Object pointing dataset rows
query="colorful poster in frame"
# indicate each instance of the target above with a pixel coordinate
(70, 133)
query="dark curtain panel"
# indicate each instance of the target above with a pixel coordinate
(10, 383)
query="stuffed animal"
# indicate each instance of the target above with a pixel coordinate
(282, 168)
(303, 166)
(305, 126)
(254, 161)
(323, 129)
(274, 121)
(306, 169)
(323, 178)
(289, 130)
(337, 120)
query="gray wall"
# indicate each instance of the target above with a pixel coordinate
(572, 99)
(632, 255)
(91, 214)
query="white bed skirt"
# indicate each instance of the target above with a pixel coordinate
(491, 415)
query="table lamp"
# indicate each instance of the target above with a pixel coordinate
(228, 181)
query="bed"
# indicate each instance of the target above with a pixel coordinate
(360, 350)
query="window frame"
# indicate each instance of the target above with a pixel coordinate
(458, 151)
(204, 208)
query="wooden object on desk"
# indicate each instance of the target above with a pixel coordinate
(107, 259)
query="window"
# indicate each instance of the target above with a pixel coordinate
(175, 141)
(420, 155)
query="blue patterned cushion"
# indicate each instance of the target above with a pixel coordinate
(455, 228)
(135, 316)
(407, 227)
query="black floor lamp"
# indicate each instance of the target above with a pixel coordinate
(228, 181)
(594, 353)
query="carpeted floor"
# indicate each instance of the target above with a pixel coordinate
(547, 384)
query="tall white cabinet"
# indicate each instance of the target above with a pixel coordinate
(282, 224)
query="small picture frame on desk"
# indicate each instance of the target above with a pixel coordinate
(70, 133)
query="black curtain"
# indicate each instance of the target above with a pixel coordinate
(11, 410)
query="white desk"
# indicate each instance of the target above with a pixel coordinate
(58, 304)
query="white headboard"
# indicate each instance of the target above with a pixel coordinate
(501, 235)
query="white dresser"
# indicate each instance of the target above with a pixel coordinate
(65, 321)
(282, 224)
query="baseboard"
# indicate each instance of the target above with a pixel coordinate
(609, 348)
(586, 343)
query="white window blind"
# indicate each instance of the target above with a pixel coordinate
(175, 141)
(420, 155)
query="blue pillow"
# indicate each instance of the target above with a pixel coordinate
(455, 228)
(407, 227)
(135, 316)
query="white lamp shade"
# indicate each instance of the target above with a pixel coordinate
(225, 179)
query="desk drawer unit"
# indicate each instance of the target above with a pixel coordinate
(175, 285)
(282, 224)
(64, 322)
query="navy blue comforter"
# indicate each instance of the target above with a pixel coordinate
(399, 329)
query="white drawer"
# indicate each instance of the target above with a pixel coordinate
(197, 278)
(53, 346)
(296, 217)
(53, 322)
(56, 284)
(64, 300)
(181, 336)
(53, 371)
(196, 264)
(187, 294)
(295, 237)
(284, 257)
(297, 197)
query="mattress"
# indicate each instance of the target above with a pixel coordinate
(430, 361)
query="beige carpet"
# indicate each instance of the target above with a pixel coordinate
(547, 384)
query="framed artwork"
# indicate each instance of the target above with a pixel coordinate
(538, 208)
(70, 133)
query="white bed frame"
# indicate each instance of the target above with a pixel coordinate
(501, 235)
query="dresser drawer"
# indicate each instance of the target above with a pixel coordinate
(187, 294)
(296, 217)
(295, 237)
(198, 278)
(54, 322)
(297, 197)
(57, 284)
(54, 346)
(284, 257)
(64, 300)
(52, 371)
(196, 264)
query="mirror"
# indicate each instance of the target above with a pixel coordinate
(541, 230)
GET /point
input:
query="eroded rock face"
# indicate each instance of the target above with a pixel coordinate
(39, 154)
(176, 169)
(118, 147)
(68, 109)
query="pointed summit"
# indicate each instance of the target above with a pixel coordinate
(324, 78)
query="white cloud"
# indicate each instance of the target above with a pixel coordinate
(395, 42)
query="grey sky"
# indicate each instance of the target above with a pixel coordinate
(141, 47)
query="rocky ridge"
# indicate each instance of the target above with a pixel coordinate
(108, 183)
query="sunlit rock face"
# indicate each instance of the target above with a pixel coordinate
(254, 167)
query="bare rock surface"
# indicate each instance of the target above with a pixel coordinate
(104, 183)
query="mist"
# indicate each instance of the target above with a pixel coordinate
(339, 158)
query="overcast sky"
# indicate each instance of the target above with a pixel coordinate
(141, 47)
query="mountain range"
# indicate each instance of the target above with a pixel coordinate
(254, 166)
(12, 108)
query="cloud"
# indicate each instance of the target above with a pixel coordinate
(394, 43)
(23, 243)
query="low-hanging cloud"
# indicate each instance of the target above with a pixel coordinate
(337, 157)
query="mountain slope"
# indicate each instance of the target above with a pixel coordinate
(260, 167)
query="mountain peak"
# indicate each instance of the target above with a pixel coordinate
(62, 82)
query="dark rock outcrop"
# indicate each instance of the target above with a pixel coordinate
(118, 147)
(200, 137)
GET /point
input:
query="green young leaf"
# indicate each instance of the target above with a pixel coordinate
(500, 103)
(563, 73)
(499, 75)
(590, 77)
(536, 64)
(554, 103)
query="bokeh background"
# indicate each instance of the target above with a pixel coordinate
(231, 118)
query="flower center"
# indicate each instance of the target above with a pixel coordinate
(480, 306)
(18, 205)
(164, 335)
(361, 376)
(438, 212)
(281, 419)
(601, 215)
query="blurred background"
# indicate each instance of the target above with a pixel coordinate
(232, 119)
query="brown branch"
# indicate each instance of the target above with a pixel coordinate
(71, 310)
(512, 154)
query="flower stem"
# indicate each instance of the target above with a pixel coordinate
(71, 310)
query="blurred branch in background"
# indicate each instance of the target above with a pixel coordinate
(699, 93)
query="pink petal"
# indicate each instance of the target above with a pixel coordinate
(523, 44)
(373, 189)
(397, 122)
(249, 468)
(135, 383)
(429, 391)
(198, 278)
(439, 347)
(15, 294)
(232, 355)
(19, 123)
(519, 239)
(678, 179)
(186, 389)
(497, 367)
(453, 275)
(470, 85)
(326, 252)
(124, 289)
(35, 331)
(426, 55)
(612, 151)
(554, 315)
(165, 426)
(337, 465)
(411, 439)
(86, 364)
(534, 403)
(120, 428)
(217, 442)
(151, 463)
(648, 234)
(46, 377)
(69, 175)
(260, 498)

- STATED TASK: Above are some records; repeat all of them exactly.

- WRITTEN SOLUTION:
query="colorful poster in frame"
# indicate each instance of the target above with a pixel coordinate
(70, 133)
query="dark curtain panel"
# indicate each instance of the target above with a pixel coordinate
(10, 383)
query="stuffed animal"
# indicate each instance of the target above with a pixel coordinate
(282, 168)
(303, 166)
(305, 126)
(254, 161)
(323, 129)
(274, 121)
(306, 169)
(323, 178)
(289, 130)
(337, 120)
query="gray wall"
# indicate each instance of the target above with a pixel coordinate
(572, 99)
(632, 255)
(91, 214)
query="white bed skirt"
# indicate each instance of the target above with a pixel coordinate
(491, 415)
query="table lamp"
# indicate each instance of the target above with a pixel coordinate
(228, 181)
query="bed"
# indicate each instance of the target above with a pixel coordinate
(360, 350)
query="window frame"
# indicate each instance of the target above with a pixel coordinate
(458, 151)
(204, 208)
query="wooden object on desk"
# indicate each instance of the target above with a pixel coordinate
(107, 259)
query="window"
# indicate each instance of the target above with a pixel coordinate
(175, 141)
(420, 155)
query="blue patterned cushion"
# indicate each instance of the target above with a pixel coordinate
(455, 228)
(135, 316)
(407, 227)
query="black floor lamp"
# indicate each instance of the target above with a pixel coordinate
(228, 181)
(594, 353)
query="carpeted floor"
# indicate each instance of the target above with a pixel coordinate
(547, 384)
query="tall white cabinet"
# indicate each instance of the target above with a pixel coordinate
(282, 224)
query="small picture frame on desk"
# indicate each instance of the target above with a pixel coordinate
(70, 133)
query="black curtain"
# indicate each instance of the target above with a pixel coordinate
(11, 410)
query="white desk"
# indicate each instance of the target above with a pixel coordinate
(58, 304)
query="white headboard"
# indicate each instance of the target above with a pixel coordinate
(501, 235)
query="white dresser"
# indicate each instance of the target above with a pixel coordinate
(65, 321)
(282, 224)
query="baseboard"
# indicate each instance of the target above with a pixel coordinate
(609, 348)
(586, 343)
query="white window blind"
# indicate each instance of the target above with a pixel coordinate
(175, 141)
(420, 155)
query="blue pillow"
# indicate each instance of the target above with a pixel coordinate
(455, 228)
(407, 227)
(135, 316)
query="white lamp shade"
# indicate each instance of the target above with a pixel coordinate
(225, 179)
query="desk drawer unit"
# indicate each instance of the target above with a pixel coordinate
(175, 285)
(282, 224)
(64, 322)
query="navy blue comforter"
# indicate each instance of the target above with a pixel coordinate
(399, 329)
query="white drawer"
# indicate each instance of the target above with a pixel coordinate
(197, 278)
(53, 346)
(296, 217)
(53, 322)
(56, 284)
(64, 300)
(181, 336)
(53, 371)
(196, 264)
(187, 294)
(295, 237)
(284, 257)
(297, 197)
query="mattress"
# indicate each instance of the target above with a pixel coordinate
(430, 361)
query="beige carpet"
# indicate each instance of the target above with a pixel coordinate
(547, 384)
query="framed artwork"
# indicate each instance of the target above with a pixel coordinate
(538, 208)
(70, 133)
query="white bed frame"
# indicate each instance of the target above with a pixel coordinate
(501, 235)
query="dresser drawer"
# indicate each instance of the target above with a pixel coordinate
(187, 294)
(296, 217)
(295, 237)
(198, 278)
(54, 322)
(297, 197)
(57, 284)
(54, 346)
(284, 257)
(64, 300)
(52, 371)
(196, 264)
query="mirror"
# indicate each instance of the target above with a pixel coordinate
(541, 230)
GET /point
input:
query="eroded rock face"
# indicate each instance of the target above with a pixel coordinate
(39, 154)
(176, 169)
(118, 147)
(68, 109)
query="pointed summit"
# indicate each instance of the target above with a pixel coordinate
(324, 78)
query="white cloud"
# indicate each instance of the target above with a pixel coordinate
(395, 42)
query="grey sky"
# indicate each instance of the target above with a pixel coordinate
(141, 47)
query="rocky ridge"
# indicate each instance of the target above with a pixel coordinate
(108, 183)
query="sunlit rock face"
# indicate each instance of the target above with a pixel coordinate
(254, 167)
query="bare rock surface"
# indicate each instance of the target above with a pixel coordinate
(104, 183)
query="mist"
# indicate each instance of the target above with a pixel coordinate
(339, 158)
query="overcast sky"
# indicate each instance of the target above with a pixel coordinate
(141, 47)
query="mountain range"
# indicate each instance of the target above with a pixel coordinate
(254, 166)
(12, 108)
query="cloud"
# indicate each instance of the target above with a pixel coordinate
(394, 43)
(23, 243)
query="low-hanging cloud"
# indicate each instance of the target above with a pixel coordinate
(337, 157)
query="mountain slope"
# indicate each instance of the target above with a pixel coordinate
(260, 167)
query="mountain peak"
# indicate each instance of the target above with a pixel coordinate
(62, 82)
query="dark rock outcrop"
# indicate each instance of the target above with a pixel coordinate
(118, 147)
(200, 137)
GET /point
input:
query="green young leaf"
# indicate each instance of the target above with a pixel coordinate
(500, 103)
(563, 73)
(499, 75)
(590, 77)
(536, 64)
(554, 103)
query="bokeh background"
# indicate each instance of the target above with a pixel coordinate
(231, 118)
query="flower center"
# indicate each instance of the target above with a pixel coordinate
(480, 306)
(18, 205)
(164, 335)
(361, 376)
(438, 212)
(281, 419)
(601, 215)
query="blurred background"
# indicate each instance of the target above with a pixel coordinate
(232, 119)
query="brown branch"
# indicate each instance of the target above with a pixel coordinate
(71, 310)
(512, 154)
query="flower stem"
# indicate each instance of the target above with a pixel coordinate
(71, 310)
query="blurred branch in background"
# indicate each instance of the target above with a pixel coordinate
(699, 93)
query="pink petal"
# indicate each instance of the target above with a pixel coordinate
(523, 44)
(373, 189)
(397, 122)
(249, 468)
(135, 383)
(429, 391)
(198, 278)
(439, 347)
(15, 294)
(232, 355)
(19, 123)
(519, 239)
(678, 179)
(186, 389)
(497, 367)
(453, 275)
(470, 85)
(326, 252)
(124, 289)
(35, 331)
(426, 55)
(612, 151)
(554, 315)
(165, 426)
(337, 465)
(411, 439)
(86, 364)
(534, 403)
(120, 428)
(217, 442)
(151, 463)
(648, 234)
(46, 377)
(69, 175)
(260, 498)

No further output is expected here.